--- WHAT TO DO ---
Could you output every line below as a JSON list of strings, one string per line, with the blank lines dropped?

--- EXTRACTED DATA ---
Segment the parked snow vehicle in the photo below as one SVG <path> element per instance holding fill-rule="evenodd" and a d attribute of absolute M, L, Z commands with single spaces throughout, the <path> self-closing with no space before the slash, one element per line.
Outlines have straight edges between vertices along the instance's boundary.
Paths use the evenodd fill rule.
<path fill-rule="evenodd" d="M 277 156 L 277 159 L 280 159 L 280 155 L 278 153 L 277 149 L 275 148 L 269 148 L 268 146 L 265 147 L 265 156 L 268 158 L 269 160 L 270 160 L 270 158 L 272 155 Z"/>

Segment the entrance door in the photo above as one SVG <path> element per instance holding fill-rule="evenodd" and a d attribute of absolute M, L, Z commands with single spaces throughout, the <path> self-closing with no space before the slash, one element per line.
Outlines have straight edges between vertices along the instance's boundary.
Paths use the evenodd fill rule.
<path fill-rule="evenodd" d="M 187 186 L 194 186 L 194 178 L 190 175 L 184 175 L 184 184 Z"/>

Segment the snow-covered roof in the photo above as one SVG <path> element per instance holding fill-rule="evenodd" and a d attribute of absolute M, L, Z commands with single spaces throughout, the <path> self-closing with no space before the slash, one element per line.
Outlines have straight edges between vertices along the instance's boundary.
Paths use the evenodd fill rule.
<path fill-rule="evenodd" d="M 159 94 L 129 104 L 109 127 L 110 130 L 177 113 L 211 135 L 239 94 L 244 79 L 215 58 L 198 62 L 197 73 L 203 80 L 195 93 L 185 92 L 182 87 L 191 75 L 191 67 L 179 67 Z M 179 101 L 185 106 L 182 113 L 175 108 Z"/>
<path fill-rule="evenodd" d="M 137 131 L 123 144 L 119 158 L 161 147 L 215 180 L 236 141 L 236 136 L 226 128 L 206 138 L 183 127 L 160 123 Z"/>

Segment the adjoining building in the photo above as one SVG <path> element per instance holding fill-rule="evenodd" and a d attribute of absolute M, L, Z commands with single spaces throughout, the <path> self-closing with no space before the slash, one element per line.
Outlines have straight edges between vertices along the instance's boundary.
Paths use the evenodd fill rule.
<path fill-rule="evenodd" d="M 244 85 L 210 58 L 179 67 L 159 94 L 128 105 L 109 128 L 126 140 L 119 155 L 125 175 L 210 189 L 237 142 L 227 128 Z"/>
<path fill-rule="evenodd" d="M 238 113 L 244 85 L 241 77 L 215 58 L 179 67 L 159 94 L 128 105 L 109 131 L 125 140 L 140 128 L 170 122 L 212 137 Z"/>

--- ANSWER TO THIS EXERCISE ---
[
  "Segment the parked snow vehicle in the photo below as one SVG <path> element per instance holding fill-rule=\"evenodd\" and a d attribute of absolute M, L, Z commands with single spaces throughout, the <path> self-closing with no space before the slash, one element per line.",
  "Outlines have straight edges between vertices along the instance's boundary.",
  "Paths use the evenodd fill rule.",
  "<path fill-rule=\"evenodd\" d=\"M 277 156 L 277 159 L 280 159 L 280 155 L 278 153 L 277 149 L 275 148 L 269 148 L 268 146 L 265 147 L 265 156 L 268 158 L 269 160 L 270 160 L 270 158 L 272 155 Z\"/>",
  "Segment the entrance door in the photo above as one SVG <path> element per instance holding fill-rule=\"evenodd\" and a d attribute of absolute M, L, Z commands with single spaces throughout, the <path> self-closing with no space before the slash, one element per line.",
  "Outlines have straight edges between vertices along the instance's boundary.",
  "Paths use the evenodd fill rule.",
  "<path fill-rule=\"evenodd\" d=\"M 187 186 L 194 186 L 194 178 L 190 175 L 184 175 L 184 184 Z\"/>",
  "Segment the snow-covered roof in the photo above as one SVG <path> element per instance holding fill-rule=\"evenodd\" and a d attribute of absolute M, L, Z commands with single spaces throughout, the <path> self-closing with no space before the slash, one element per line.",
  "Outlines have straight edges between vertices along the instance's boundary.",
  "Paths use the evenodd fill rule.",
  "<path fill-rule=\"evenodd\" d=\"M 159 94 L 129 104 L 109 127 L 110 130 L 177 113 L 211 135 L 239 94 L 244 79 L 215 58 L 198 62 L 197 73 L 203 80 L 195 93 L 185 92 L 182 87 L 191 75 L 191 67 L 179 67 Z M 179 101 L 185 106 L 182 113 L 175 108 Z\"/>",
  "<path fill-rule=\"evenodd\" d=\"M 137 131 L 123 144 L 119 158 L 161 147 L 215 180 L 236 141 L 236 136 L 226 128 L 206 138 L 183 127 L 160 123 Z\"/>",
  "Segment the adjoining building in the photo above as one SVG <path> element per instance holding fill-rule=\"evenodd\" and a d attribute of absolute M, L, Z commands with single spaces throughout, the <path> self-closing with no space before the slash, one element per line.",
  "Outlines have straight edges between vertices along the instance's boundary.",
  "Paths use the evenodd fill rule.",
  "<path fill-rule=\"evenodd\" d=\"M 244 85 L 210 58 L 179 67 L 159 94 L 128 105 L 109 128 L 126 140 L 119 155 L 125 175 L 210 189 L 237 142 L 227 128 Z\"/>",
  "<path fill-rule=\"evenodd\" d=\"M 238 113 L 244 85 L 241 77 L 215 58 L 179 67 L 159 94 L 128 105 L 109 131 L 125 140 L 140 128 L 170 122 L 212 137 Z\"/>"
]